Essa mudança geopolítica – integração na CEE - veio a concretizar-se em 1986, tendo a subalternidade do país face ao (efémero) eixo franco-alemão sido cimentada com fundos comunitários subsequentes para a “modernização” de Portugal. Através do PS de Soares, o PSF (Mitterrand) e o SPD alemão assumiram maior protagonismo em Portugal, os últimos financiando o PS desde 1973 (fundação) ou com a criação da UGT. Nesses anos de início da década de 80 o PSD, fiel a um atlantismo salazarento, ainda se mostrava alinhado com Reagan e Wojtyla num evento com velas acesas, contra o golpe militar de Jaruszelsky na Polónia. A Inglaterra ficava, decididamente para trás, largamente ultrapassada na sua importância no âmbito do comércio externo e do investimento externo.

No contexto desta redefinição estratégica da inserção subalterna de Portugal no mundo, há desenvolvimentos posteriores que, de facto, tendem a anular o papel das fronteiras como delimitadores das soberanias. Em 1985, os países do Benelux, com a França e a Alemanha assinaram o Acordo de Schengen, seguidos da maioria dos restantes, para agilizarem o “mercado de trabalho” e controlar a emigração. Em 1987 surge o Acto Único definido por Delors como “…a obrigação de realizar simultaneamente o grande mercado sem fronteiras e também, a coesão económica e social, uma política europeia de investigação e tecnologia, o reforço do Sistema Monetário Europeu, o começo de um espaço social europeu e de acções significativas em relação ao meio ambiente".

[Entradas de um conjunto de dados]
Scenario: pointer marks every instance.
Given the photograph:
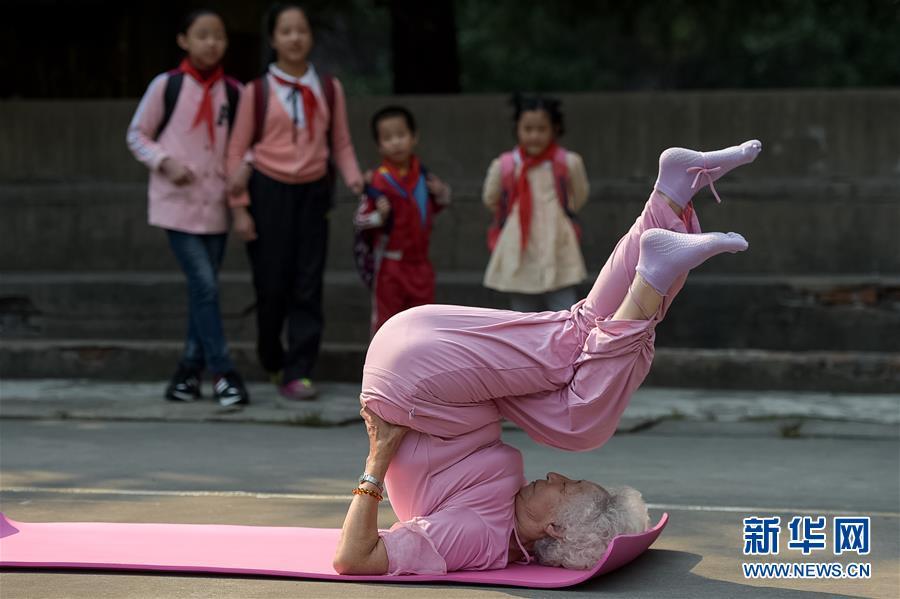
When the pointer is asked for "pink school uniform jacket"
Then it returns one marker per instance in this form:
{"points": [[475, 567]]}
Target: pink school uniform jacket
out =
{"points": [[286, 155], [200, 206]]}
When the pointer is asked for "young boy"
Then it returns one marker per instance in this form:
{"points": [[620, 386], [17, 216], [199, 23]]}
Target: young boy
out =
{"points": [[395, 216]]}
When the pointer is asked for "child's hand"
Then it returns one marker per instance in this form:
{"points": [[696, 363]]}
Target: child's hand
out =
{"points": [[237, 182], [176, 172], [383, 205], [242, 223]]}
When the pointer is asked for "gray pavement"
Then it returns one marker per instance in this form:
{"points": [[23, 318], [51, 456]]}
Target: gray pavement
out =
{"points": [[85, 399], [707, 475]]}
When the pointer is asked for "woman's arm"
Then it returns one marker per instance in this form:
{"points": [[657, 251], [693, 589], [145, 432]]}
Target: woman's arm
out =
{"points": [[360, 549]]}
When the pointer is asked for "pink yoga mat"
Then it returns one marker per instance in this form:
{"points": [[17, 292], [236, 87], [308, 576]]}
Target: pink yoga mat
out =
{"points": [[258, 550]]}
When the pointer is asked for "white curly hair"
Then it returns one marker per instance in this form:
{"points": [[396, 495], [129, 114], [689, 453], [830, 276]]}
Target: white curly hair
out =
{"points": [[589, 522]]}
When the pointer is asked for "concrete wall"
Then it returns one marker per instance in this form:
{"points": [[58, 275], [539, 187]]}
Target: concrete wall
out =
{"points": [[824, 197], [820, 207]]}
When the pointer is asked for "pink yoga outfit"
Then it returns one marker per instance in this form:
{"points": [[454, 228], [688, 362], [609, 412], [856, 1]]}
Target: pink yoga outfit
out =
{"points": [[452, 373]]}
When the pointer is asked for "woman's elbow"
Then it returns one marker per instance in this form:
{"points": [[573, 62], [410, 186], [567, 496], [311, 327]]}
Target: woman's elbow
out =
{"points": [[355, 564]]}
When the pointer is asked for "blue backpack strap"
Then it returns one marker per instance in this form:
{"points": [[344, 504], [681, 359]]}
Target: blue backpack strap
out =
{"points": [[170, 97]]}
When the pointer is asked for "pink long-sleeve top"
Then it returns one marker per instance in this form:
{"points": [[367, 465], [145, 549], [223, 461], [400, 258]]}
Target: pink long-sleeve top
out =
{"points": [[283, 154], [455, 499], [200, 206]]}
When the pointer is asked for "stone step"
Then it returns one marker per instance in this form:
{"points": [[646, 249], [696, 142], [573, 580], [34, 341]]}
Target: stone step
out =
{"points": [[763, 312], [793, 227], [135, 360]]}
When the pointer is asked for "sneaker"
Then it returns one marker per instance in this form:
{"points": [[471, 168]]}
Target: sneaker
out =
{"points": [[230, 391], [299, 389], [184, 386]]}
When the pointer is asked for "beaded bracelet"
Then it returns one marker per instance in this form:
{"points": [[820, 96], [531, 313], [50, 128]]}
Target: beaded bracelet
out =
{"points": [[361, 491]]}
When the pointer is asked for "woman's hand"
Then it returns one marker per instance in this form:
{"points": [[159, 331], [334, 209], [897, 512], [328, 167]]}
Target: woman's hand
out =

O QUE SE PEDE ▸ No texto sobre a integração de Portugal na CEE, que países assinaram o Acordo de Schengen em 1985?

RESPOSTA ESCRITA ▸ Os países do Benelux, com a França e a Alemanha.